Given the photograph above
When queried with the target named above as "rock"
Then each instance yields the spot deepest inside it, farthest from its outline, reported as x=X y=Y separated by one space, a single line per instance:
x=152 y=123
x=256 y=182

Exercise directions
When you answer, repeat every record exactly, omitting nothing.

Solved problem
Given the photograph above
When queried with the target named above as "rock"
Then each instance yields the spot deepest inside it, farthest from its outline, reported as x=X y=Y separated by one space, a single line per instance:
x=152 y=123
x=256 y=182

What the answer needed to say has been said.